TASK INSTRUCTIONS: Arrange every one of these lines as a Markdown table with two columns, "No." for the row number and "Entry" for the line, leaving out any blank lines.

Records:

>> Start

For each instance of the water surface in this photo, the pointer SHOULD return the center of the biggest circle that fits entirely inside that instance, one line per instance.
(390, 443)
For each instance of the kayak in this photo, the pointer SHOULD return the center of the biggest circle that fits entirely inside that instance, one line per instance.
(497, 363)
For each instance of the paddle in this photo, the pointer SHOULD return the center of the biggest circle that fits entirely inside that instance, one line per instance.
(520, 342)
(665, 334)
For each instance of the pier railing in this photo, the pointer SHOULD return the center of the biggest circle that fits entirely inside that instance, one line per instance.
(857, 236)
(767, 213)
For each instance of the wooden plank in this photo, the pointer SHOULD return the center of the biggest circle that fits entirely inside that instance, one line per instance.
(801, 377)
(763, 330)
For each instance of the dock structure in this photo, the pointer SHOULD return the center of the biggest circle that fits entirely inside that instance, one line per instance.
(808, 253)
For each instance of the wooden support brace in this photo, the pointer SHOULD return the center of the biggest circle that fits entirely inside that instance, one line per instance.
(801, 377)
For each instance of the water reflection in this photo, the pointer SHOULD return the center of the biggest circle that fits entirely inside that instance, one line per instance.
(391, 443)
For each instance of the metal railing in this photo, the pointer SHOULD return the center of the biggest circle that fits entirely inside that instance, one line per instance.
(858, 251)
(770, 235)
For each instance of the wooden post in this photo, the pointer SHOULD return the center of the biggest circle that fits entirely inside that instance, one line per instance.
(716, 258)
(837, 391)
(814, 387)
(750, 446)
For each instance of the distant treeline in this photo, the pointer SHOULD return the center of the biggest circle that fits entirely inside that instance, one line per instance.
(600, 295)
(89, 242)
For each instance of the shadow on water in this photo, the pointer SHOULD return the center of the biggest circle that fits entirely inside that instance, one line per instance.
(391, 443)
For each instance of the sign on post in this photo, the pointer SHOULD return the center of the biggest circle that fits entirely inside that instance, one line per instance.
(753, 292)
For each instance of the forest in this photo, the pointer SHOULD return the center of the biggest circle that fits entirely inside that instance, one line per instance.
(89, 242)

>> End

SOLUTION TO THE EXERCISE:
| No. | Entry |
|---|---|
| 1 | For each instance of the water surface in this photo, the pointer SHOULD return the center of the biggest circle that fits entirely inside that instance, one line per instance. |
| 2 | (390, 443) |
| 3 | For each instance of the kayak in this photo, the pointer SHOULD return the center of the biggest circle that fits entirely inside that instance, one line per instance. |
| 4 | (497, 363) |
| 5 | For each instance of the paddle in this photo, the pointer SHOULD return the center of the biggest circle that fits entirely inside that instance, one line per instance. |
| 6 | (520, 342) |
| 7 | (665, 334) |
| 8 | For each instance of the pier railing in this photo, the pointer SHOULD return the center of the biggest circle that fits entirely inside that instance, one line per instance. |
| 9 | (857, 236) |
| 10 | (767, 213) |
| 11 | For each instance of the wooden plank in this photo, the pointer SHOULD return the center of the biggest circle that fits entirely inside that instance, one line per instance. |
| 12 | (801, 377) |
| 13 | (763, 330) |
| 14 | For each instance of the dock structure in this photo, the pointer SHOULD return the center of the biggest circle that fits entirely inside that instance, one line per instance. |
| 15 | (808, 253) |
| 16 | For each instance of the wooden support brace in this photo, the pointer SHOULD return the center of the biggest circle that fits entirely inside that instance, one line per instance. |
| 17 | (801, 377) |
| 18 | For each instance of the water reflection in this photo, the pointer SHOULD return the center of the biggest circle that fits entirely inside that instance, one line per instance. |
| 19 | (391, 443) |
| 20 | For each instance of the metal railing in this photo, the pointer SHOULD return the center of the biggest circle that fits entirely inside that instance, one line per instance. |
| 21 | (858, 251) |
| 22 | (770, 235) |
| 23 | For each instance of the wooden post in this photo, the pointer SHOULD return the center of the biggest circle that fits entirely inside that instance, one line per instance. |
| 24 | (716, 258) |
| 25 | (837, 391) |
| 26 | (814, 387) |
| 27 | (750, 446) |
| 28 | For each instance of the distant treeline in this photo, the pointer SHOULD return the center of the biggest circle that fits entirely inside that instance, one line per instance. |
| 29 | (600, 295) |
| 30 | (89, 242) |
| 31 | For each instance of the shadow on water in this photo, the pointer SHOULD return the center of the biggest circle that fits entirely inside that instance, one line per instance. |
| 32 | (391, 443) |
| 33 | For each instance of the sign on post in this photo, the pointer SHOULD return the center of the biggest circle that fits entirely inside that instance, one line per instance. |
| 34 | (753, 292) |
| 35 | For each instance of the forest in this photo, the pointer SHOULD return the center of the biggest circle that fits entirely inside that instance, one line per instance. |
| 36 | (89, 242) |